• EXERCISE DIRECTIONS
Please copy the entries below word for word, leaving out the pictures.

• AVAILABLE DATA
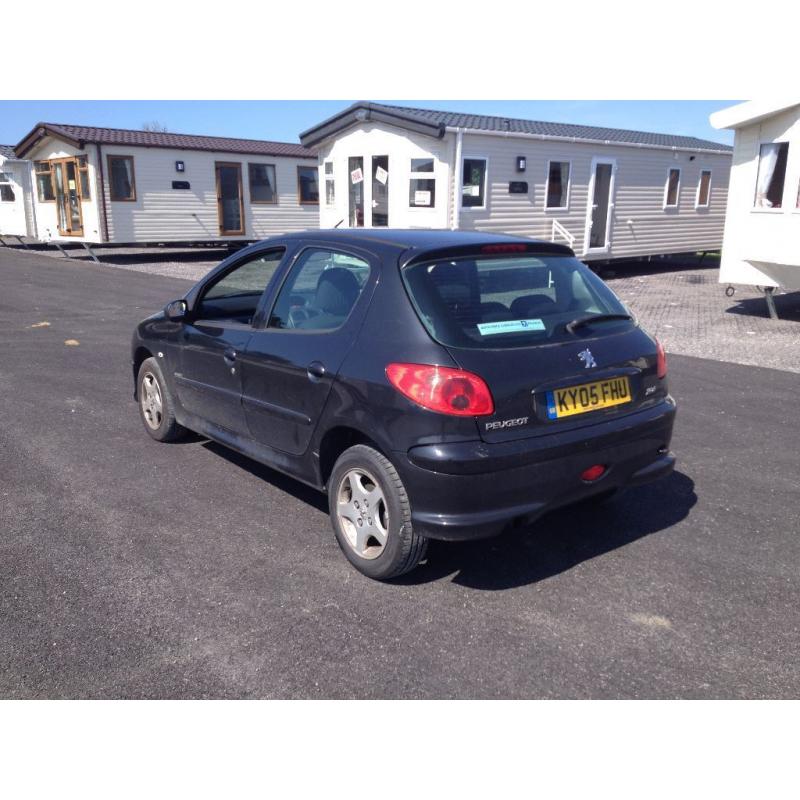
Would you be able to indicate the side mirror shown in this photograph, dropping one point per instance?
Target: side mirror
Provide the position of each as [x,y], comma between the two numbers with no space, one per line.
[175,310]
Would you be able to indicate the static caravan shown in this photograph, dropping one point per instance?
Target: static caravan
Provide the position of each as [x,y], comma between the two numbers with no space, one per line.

• SOLVED PROBLEM
Would you be able to indicate the side mirror shown in this photograph, dropping one point per instance?
Target: side mirror
Provide the position of each as [x,y], comma between the two numbers with no space, one per line.
[175,310]
Would you be able to indicate the static caravan shown in this photograph, dropping one point per instance?
Target: static caravan
Provide the position of each as [x,y], comma between the two numbers with no space, one per line.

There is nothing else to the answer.